JOB A: Output everything in the passage about the rifle purchase from "Paula Reid, a" down to "prove U.S. citizenship.", copying it word for word.

Paula Reid, a producer for CBS News, walked into SpecDrive Tactical, a gun store in Alexandria, Virginia, recently to purchase a firearm.
Per Virginia law, she provided two items to prove state residency—a driver’s license and voter ID card—as well as her passport to prove U.S. citizenship.
She filled out federal and state forms requiring her name, date of birth, social security number and answered questions about any past criminal activity or current restraining orders. And she passed a brief electronic background check.
She paid $1,030 cash and walked out of the store legally armed with an AR-15 rifle, 100 rounds of ammunition and a 30-round magazine.
But what happened afterward has raised the question of the legality of the transaction.
The store reported that Reid told the store’s general manager, Ryan Lamke, that she wanted to purchase an AR-15 for her own use to undergo training.

RECORDS FOR THIS EXERCISE:
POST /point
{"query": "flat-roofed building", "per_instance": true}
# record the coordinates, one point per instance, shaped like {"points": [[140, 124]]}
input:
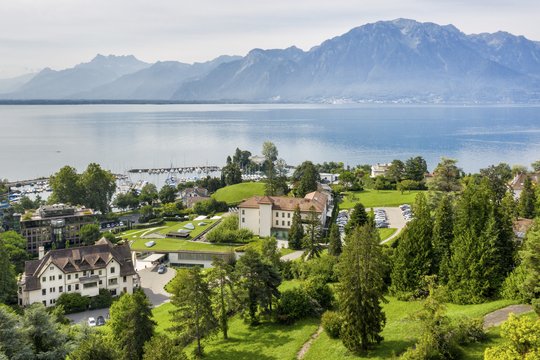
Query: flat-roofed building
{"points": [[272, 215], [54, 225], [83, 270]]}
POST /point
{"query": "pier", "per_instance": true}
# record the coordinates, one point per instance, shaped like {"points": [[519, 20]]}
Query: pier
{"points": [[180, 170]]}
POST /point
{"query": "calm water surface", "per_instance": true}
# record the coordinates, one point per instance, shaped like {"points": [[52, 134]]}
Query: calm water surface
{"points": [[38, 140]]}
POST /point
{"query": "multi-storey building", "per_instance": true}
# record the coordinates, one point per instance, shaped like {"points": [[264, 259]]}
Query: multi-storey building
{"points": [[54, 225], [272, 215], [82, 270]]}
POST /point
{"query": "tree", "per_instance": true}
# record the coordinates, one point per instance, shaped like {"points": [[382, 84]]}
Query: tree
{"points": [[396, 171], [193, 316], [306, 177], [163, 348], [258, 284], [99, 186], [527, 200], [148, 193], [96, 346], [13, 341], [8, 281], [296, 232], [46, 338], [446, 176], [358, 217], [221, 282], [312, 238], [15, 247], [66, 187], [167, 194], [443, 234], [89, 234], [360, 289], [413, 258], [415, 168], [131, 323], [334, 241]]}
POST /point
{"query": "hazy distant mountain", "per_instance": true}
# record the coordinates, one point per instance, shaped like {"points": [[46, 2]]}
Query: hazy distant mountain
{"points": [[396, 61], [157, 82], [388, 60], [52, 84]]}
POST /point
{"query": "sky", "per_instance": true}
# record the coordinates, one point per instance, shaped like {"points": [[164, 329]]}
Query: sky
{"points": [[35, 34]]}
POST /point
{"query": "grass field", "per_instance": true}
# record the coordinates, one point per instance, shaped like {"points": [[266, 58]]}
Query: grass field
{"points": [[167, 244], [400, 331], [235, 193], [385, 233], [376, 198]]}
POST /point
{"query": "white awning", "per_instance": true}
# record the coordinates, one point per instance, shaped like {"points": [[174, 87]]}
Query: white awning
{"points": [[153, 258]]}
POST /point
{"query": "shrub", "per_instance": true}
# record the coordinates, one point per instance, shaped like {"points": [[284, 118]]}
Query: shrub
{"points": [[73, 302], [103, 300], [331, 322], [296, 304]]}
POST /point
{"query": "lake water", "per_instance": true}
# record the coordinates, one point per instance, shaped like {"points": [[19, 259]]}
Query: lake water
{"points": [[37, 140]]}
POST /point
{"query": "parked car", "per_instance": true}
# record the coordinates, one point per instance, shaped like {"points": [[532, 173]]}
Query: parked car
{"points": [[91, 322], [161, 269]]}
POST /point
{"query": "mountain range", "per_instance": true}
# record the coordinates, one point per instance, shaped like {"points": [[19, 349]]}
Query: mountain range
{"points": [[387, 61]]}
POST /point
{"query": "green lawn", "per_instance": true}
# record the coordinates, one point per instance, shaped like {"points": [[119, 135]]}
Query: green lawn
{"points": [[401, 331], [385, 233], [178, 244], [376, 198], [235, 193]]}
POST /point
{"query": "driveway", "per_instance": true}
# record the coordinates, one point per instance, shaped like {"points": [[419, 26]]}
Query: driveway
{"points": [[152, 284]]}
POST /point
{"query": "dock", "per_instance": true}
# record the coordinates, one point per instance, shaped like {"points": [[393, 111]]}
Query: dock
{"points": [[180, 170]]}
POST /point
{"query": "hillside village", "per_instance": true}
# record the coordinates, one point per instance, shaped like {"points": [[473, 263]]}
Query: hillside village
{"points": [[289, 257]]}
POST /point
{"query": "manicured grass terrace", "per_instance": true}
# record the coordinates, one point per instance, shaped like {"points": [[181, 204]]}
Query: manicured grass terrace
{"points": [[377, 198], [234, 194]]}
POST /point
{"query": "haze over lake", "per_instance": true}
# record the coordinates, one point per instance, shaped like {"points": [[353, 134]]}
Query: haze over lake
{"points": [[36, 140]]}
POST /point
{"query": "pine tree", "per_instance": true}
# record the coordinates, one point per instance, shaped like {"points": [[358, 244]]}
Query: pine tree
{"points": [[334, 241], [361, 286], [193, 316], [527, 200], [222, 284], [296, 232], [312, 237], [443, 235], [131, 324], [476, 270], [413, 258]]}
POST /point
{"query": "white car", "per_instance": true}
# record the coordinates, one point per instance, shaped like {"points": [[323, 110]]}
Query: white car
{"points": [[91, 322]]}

JOB B: Show every line of the rows that contains the string "tree", matching case exactly.

TASK ANSWER A:
Paula Reid, a producer for CBS News, walked into SpecDrive Tactical, a gun store in Alexandria, Virginia, recently to purchase a firearm.
Per Virginia law, she provided two items to prove state residency—a driver’s license and voter ID card—as well as her passport to prove U.S. citizenship.

TASK ANSWER B:
{"query": "tree", "per_instance": true}
Query: tree
{"query": "pine tree", "per_instance": true}
Query: pine tree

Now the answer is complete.